= LISTED ENTRIES =
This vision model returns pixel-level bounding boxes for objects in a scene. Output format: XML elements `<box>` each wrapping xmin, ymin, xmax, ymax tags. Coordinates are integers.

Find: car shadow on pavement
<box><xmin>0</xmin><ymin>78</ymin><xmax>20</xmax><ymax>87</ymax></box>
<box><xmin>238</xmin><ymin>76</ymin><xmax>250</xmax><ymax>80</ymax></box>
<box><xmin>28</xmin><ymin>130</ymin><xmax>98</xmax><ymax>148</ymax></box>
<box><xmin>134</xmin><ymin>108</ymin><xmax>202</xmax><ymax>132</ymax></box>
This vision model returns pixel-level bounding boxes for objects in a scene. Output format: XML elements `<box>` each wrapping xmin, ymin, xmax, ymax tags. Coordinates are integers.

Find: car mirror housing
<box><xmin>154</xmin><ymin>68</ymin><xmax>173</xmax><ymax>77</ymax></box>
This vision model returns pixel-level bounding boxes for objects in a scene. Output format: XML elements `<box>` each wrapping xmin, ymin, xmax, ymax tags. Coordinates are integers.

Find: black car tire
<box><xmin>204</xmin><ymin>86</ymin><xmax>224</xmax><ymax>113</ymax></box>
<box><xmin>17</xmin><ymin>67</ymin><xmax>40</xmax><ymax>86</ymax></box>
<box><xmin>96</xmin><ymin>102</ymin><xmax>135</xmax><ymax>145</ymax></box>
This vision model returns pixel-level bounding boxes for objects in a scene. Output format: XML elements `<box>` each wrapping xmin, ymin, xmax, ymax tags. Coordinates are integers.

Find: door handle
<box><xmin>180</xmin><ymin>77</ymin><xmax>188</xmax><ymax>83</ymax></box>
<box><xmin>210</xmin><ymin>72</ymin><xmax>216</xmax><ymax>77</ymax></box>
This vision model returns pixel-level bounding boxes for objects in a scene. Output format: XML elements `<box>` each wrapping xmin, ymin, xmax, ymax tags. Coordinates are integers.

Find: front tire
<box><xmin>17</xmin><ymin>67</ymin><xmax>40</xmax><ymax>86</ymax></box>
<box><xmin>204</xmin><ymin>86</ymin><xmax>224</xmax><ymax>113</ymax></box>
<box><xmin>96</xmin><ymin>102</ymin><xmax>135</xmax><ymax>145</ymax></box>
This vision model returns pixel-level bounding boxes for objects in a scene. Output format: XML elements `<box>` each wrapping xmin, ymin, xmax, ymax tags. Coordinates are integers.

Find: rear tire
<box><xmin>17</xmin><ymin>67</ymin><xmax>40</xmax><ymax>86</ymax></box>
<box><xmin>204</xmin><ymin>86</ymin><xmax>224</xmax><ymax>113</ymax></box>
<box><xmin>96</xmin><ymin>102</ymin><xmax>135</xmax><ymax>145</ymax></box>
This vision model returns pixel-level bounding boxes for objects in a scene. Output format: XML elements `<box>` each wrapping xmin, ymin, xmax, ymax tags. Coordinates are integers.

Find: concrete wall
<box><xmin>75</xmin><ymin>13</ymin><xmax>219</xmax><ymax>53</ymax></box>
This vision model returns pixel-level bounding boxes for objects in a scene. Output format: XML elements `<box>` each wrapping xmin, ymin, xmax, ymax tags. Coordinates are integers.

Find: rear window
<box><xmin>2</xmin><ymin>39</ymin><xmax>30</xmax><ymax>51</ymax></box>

= WHAT THE EXERCISE ASKS =
An exact copy is required of each line from the one containing "Find: rear tire" through the last line of the material, and of no other line.

= ANSWER FOR THE TASK =
Find: rear tire
<box><xmin>17</xmin><ymin>67</ymin><xmax>40</xmax><ymax>86</ymax></box>
<box><xmin>204</xmin><ymin>86</ymin><xmax>224</xmax><ymax>113</ymax></box>
<box><xmin>96</xmin><ymin>102</ymin><xmax>135</xmax><ymax>145</ymax></box>
This vision model returns pixel-level bounding boxes for objects in a scene. Output format: XML elements `<box>` each wrapping xmin, ymin, xmax, ymax tags. Coordinates are integers.

Find: concrete wall
<box><xmin>75</xmin><ymin>13</ymin><xmax>219</xmax><ymax>53</ymax></box>
This vision model returns pixel-level bounding boxes for objects in a scene. Output format: XML elements `<box>` each wrapping xmin, ymin, xmax, ymax tags. Coordinates are integers.

Find: rear window
<box><xmin>2</xmin><ymin>39</ymin><xmax>30</xmax><ymax>51</ymax></box>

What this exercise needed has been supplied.